Content starts
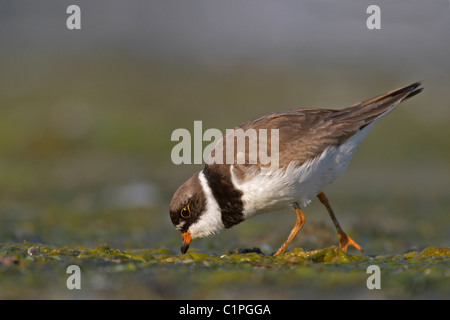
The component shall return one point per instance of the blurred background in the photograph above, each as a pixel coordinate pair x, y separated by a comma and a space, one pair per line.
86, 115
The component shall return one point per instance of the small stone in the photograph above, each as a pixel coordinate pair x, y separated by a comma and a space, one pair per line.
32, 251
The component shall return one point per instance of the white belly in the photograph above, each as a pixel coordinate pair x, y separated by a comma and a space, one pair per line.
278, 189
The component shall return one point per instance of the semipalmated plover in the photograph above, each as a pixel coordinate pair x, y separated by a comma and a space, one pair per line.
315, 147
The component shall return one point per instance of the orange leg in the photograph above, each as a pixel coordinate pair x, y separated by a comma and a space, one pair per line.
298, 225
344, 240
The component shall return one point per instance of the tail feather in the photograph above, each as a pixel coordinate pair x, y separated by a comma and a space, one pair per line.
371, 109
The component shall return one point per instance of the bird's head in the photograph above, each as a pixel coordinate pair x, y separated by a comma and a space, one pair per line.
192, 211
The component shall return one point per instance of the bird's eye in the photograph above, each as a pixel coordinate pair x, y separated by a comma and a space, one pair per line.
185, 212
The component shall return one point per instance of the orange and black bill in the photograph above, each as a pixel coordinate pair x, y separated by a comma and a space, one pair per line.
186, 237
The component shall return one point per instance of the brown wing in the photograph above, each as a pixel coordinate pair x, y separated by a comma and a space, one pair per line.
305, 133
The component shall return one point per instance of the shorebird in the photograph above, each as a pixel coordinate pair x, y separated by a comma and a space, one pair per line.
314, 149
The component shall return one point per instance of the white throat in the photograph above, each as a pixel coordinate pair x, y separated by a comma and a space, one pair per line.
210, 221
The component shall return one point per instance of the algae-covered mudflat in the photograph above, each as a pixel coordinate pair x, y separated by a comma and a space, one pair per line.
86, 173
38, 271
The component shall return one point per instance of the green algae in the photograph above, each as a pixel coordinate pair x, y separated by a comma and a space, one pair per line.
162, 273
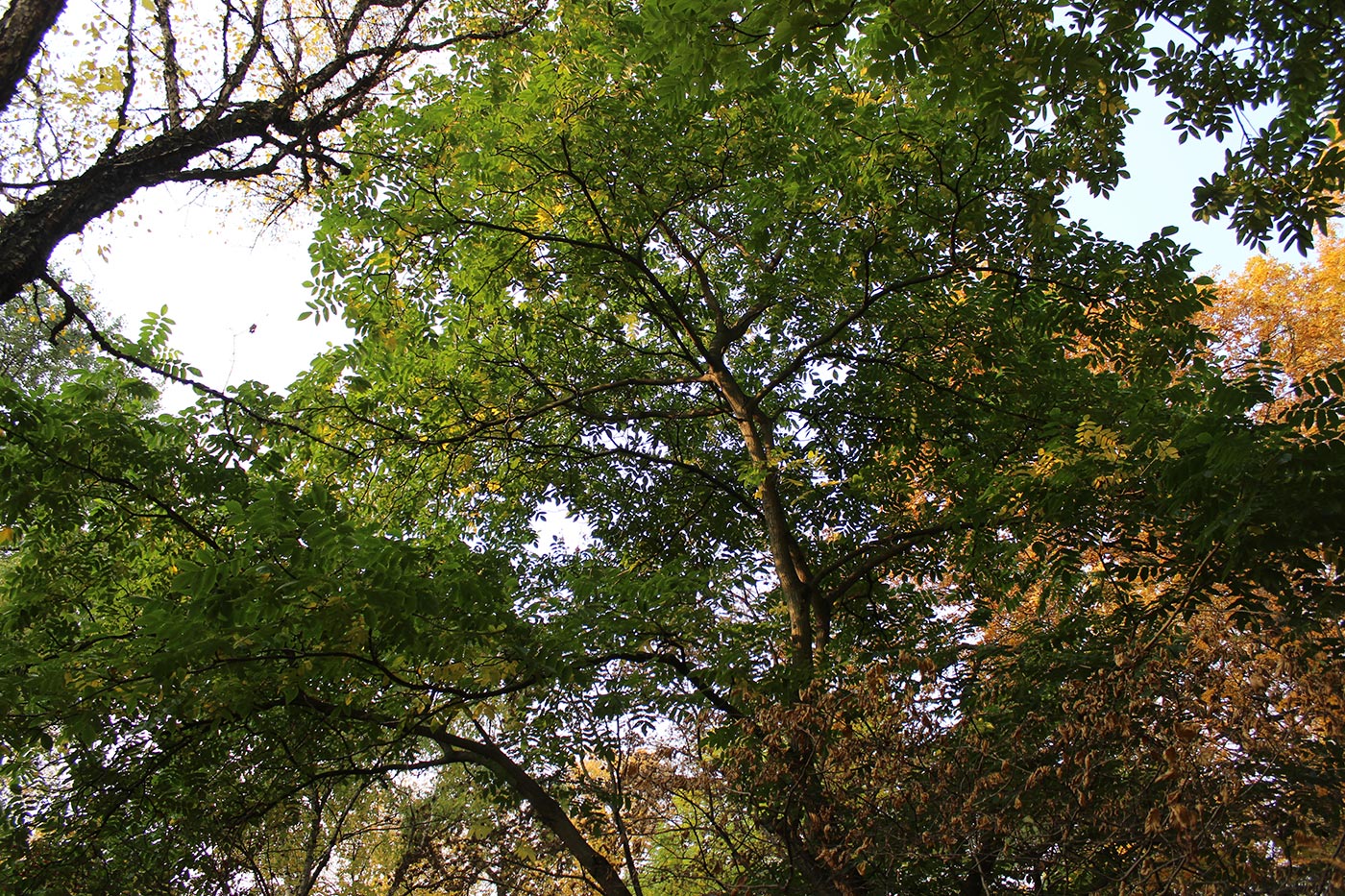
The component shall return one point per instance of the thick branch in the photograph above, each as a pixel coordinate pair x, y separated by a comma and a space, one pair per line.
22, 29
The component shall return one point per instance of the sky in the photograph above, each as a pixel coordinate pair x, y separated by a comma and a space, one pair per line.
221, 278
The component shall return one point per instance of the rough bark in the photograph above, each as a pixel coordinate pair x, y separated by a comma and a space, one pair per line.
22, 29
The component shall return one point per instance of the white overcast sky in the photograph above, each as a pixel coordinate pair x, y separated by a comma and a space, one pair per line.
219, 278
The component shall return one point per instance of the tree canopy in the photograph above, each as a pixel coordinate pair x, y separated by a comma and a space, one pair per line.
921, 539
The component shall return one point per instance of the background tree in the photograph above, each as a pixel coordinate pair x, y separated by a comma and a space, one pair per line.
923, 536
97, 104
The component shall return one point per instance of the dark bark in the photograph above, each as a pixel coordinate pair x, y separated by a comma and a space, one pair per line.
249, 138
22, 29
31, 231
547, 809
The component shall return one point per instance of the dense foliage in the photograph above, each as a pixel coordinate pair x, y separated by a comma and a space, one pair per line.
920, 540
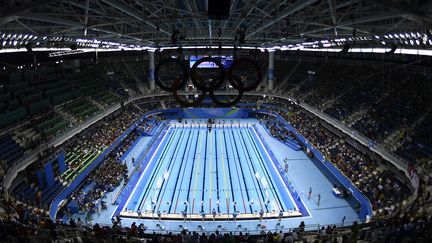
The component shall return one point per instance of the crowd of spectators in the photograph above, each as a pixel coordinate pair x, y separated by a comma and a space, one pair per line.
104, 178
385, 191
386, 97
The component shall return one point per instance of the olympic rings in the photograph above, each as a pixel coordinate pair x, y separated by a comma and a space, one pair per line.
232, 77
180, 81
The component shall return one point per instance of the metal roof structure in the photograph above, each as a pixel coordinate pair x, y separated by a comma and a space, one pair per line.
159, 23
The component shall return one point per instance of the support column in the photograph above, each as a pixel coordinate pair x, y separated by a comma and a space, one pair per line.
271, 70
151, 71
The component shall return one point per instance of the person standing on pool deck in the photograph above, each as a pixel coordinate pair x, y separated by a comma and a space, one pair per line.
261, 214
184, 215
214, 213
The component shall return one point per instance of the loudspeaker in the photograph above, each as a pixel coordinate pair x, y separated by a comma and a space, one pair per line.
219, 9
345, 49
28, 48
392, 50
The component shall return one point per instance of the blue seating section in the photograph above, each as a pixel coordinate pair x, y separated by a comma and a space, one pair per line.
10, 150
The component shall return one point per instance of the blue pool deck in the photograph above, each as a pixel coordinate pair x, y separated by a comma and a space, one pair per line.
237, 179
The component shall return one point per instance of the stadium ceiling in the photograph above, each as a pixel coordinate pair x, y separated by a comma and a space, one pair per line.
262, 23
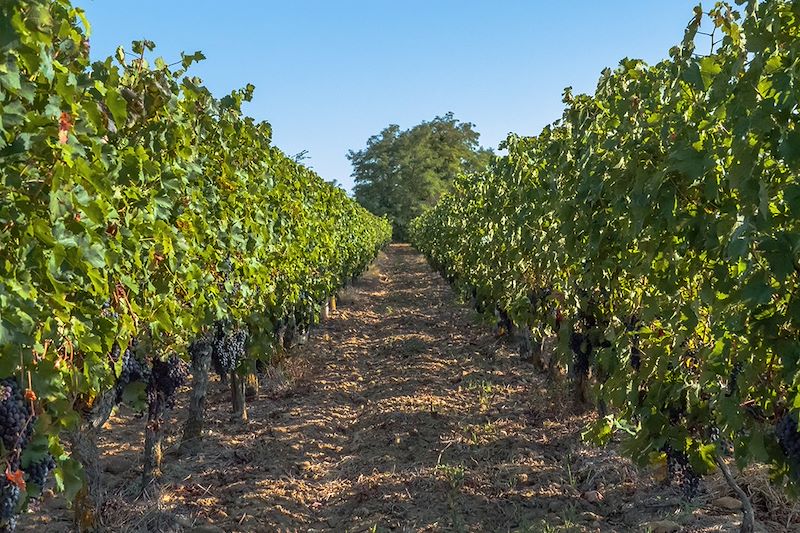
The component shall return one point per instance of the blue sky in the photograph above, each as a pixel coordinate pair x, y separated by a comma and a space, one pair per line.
Content ends
→ **EXERCISE DIRECTIONS**
Once the line holding "the blue pool" is found, set it down along with every line after it through the end of the entries, exactly, leaving the pictures out.

→ **REPLY**
The component shall return one point per instance of the blue pool deck in the photograph above, each as a pixel coordinate pair x, y separated by a comma and a space, one pair per line.
237, 179
The component shall return one point per instance of the stadium ceiling in the photograph above, each as a pixel coordinate pair x, y separated by a comma and a space, one pair per line.
262, 23
The component shall return one point per instance of the blue sky in the photograph above, each as a pixel coordinate pair x, y separated by a comma and a space, one pair per line.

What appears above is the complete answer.